WHAT TO WORK ON
Please report how many lines of the data below contain the string "large". Give the number alone.

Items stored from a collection
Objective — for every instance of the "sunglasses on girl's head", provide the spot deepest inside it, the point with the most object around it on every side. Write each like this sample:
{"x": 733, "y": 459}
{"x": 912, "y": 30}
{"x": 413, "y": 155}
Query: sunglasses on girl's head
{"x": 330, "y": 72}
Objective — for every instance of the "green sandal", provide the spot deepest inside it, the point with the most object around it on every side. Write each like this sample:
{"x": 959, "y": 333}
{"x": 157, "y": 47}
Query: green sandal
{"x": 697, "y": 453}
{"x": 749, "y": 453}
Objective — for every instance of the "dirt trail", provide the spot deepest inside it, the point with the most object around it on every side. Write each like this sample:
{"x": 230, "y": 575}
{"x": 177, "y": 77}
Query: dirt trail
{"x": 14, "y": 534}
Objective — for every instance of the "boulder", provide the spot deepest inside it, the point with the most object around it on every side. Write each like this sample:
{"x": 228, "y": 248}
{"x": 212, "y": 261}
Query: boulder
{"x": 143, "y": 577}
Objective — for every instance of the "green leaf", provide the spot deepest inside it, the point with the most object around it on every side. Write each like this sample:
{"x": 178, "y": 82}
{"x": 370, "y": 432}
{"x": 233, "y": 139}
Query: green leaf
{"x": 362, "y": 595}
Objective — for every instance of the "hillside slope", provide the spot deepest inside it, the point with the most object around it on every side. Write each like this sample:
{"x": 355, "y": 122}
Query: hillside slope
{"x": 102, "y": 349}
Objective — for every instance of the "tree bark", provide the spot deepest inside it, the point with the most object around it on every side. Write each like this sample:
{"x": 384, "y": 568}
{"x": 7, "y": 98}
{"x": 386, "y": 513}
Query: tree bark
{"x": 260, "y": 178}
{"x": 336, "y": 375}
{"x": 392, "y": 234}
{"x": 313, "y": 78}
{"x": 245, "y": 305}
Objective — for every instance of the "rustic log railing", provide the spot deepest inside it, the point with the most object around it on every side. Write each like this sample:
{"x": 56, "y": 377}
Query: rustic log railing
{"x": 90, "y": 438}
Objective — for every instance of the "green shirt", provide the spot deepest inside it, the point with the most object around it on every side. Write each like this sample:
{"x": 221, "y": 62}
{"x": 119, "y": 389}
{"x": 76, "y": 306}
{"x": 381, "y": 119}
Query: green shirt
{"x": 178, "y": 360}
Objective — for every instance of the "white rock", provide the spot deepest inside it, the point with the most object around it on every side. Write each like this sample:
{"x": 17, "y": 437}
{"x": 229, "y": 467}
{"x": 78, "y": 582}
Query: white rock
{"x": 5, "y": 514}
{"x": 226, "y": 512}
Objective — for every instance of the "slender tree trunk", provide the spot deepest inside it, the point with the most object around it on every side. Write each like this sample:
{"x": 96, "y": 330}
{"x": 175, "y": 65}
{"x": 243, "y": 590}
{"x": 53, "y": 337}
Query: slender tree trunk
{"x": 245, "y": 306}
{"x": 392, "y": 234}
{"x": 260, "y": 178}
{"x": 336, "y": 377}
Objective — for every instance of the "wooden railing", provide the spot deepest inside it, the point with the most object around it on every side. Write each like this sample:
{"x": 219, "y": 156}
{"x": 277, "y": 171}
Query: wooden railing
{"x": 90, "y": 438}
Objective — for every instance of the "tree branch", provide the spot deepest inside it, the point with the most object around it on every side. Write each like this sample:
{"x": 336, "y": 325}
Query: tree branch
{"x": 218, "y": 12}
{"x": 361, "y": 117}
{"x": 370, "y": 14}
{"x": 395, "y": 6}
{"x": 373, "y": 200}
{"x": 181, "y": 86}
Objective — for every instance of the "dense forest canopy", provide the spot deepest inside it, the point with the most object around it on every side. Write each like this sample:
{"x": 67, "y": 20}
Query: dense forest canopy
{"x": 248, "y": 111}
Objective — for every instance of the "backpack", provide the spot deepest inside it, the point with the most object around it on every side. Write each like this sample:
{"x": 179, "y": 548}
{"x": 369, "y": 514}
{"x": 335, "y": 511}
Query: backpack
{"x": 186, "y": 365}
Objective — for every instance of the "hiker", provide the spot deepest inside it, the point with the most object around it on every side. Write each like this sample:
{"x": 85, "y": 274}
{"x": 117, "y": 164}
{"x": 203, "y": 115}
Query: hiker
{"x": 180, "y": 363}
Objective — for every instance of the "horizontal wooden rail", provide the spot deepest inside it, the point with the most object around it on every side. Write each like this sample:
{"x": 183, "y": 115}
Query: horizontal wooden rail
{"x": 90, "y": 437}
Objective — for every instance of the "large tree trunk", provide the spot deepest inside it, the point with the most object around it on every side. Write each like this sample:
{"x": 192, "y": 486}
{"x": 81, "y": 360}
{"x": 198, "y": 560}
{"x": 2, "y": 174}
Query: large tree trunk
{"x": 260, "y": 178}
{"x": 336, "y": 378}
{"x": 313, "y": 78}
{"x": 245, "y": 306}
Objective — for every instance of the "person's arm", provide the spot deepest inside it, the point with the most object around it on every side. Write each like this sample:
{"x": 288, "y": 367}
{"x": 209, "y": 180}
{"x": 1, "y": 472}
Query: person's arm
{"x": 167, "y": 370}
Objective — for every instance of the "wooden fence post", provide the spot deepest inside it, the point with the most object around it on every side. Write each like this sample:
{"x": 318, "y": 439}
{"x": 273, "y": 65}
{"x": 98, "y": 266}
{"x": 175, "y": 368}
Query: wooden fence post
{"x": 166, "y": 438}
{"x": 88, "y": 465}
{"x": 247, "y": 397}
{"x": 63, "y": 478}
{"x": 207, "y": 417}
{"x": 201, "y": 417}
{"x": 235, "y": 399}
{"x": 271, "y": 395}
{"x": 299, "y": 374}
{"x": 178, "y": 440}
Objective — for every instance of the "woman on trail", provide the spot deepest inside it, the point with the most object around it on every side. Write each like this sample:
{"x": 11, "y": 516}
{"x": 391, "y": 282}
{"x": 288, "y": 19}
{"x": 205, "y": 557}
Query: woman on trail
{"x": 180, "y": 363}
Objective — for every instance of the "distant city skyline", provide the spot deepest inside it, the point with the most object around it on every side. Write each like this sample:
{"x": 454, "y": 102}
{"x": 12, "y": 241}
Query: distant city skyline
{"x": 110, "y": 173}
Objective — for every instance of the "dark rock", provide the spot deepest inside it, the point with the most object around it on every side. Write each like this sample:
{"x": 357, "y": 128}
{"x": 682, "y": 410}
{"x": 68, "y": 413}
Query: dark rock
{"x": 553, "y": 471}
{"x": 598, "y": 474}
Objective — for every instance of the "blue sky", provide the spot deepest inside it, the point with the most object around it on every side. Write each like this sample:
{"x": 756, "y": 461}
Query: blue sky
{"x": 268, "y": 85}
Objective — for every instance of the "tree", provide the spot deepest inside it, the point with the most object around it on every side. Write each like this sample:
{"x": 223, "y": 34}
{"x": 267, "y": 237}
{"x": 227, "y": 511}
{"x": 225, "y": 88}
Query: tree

RESULT FOR THIS EXERCISE
2